Task goal >> Arrange all the entries below as a two-column CSV with the header text,answer. Give one row per entry, with its text and its answer each in a single quoted field and any line breaks turned into spaces.

Data for the task >>
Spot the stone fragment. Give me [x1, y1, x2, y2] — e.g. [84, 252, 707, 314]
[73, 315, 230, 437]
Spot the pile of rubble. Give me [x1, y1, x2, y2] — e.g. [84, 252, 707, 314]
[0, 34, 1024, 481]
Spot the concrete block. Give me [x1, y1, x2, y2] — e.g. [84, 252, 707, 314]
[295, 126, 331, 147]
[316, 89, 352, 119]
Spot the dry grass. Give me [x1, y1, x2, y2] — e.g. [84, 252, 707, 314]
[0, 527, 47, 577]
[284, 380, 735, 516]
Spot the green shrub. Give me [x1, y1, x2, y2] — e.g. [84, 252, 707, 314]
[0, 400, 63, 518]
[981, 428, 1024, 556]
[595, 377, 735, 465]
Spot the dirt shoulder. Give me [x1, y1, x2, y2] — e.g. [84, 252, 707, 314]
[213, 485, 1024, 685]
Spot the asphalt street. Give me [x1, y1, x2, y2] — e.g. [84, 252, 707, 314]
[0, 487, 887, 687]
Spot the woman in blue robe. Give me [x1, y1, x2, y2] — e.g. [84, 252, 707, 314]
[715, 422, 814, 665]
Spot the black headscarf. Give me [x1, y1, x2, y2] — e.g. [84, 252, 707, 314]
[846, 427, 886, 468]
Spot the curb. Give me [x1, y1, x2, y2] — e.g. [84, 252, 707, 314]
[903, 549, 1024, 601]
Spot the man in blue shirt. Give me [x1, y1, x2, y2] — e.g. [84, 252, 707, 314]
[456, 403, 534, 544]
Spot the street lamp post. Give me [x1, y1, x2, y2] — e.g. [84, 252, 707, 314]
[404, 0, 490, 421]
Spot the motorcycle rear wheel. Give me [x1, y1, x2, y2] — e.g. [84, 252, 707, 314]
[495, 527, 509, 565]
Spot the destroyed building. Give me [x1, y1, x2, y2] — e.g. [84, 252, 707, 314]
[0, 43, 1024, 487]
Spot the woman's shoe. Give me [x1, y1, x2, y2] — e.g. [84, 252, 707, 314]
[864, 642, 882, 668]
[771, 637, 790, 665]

Full output >>
text,answer
"Spot the stone fragment. Give me [x1, y1, x2, y2] — e.g. [84, 252, 707, 314]","[73, 315, 230, 437]"
"Spot the pile of rubble. Give me [x1, y1, x2, y2] — e.g. [84, 252, 707, 314]","[0, 34, 1024, 481]"
"Spot the concrete block. Give me [x1, y1, x2, y2] — e.g. [84, 252, 707, 314]","[295, 126, 331, 147] [316, 89, 352, 119]"
"Spot the dry grass. Give me [x1, y1, x2, y2] — e.g. [84, 252, 707, 314]","[0, 527, 47, 577] [284, 380, 735, 516]"
"Spot the green shrub. Give me [x1, y1, x2, y2] — e.g. [84, 252, 707, 314]","[0, 400, 63, 518] [981, 428, 1024, 556] [595, 377, 735, 465]"
"Spot the dirt shoulder. Give me [x1, y1, x2, y2] — e.g. [84, 252, 707, 314]","[213, 485, 1024, 685]"
"Spot the asphalt street. Give me [x1, y1, x2, y2] — e.g. [84, 252, 707, 314]","[0, 487, 887, 687]"
"Spot the woman in blue robe. Give me [x1, y1, x2, y2] — e.g. [84, 252, 707, 314]","[715, 422, 814, 665]"
"Spot the black headscarf. Give me [x1, y1, x2, y2] — e.g. [84, 252, 707, 314]","[846, 427, 886, 468]"
"Spot the curb. Give me [x1, y1, x2, y2] — e.g. [84, 252, 707, 314]","[903, 549, 1024, 601]"
"Spot the man in blue shirt. Give me [x1, y1, x2, y2] — e.g. [84, 252, 707, 314]","[456, 403, 534, 544]"
"Spot the street lamp post. Give me [x1, y1, x2, y2] — e.g. [84, 252, 707, 314]","[404, 0, 490, 421]"
"Spot the motorcycle rear wheel. Give me [x1, y1, x2, y2] — e.g. [84, 252, 707, 314]","[495, 527, 509, 565]"
"Spot the destroyed building. Give me [x1, y1, x2, y2] — e.g. [84, 252, 707, 314]","[0, 43, 1024, 487]"
"Spot the woman's shoe. Give me [x1, y1, x2, y2] — e.g. [84, 252, 707, 314]","[864, 642, 882, 668] [771, 637, 790, 665]"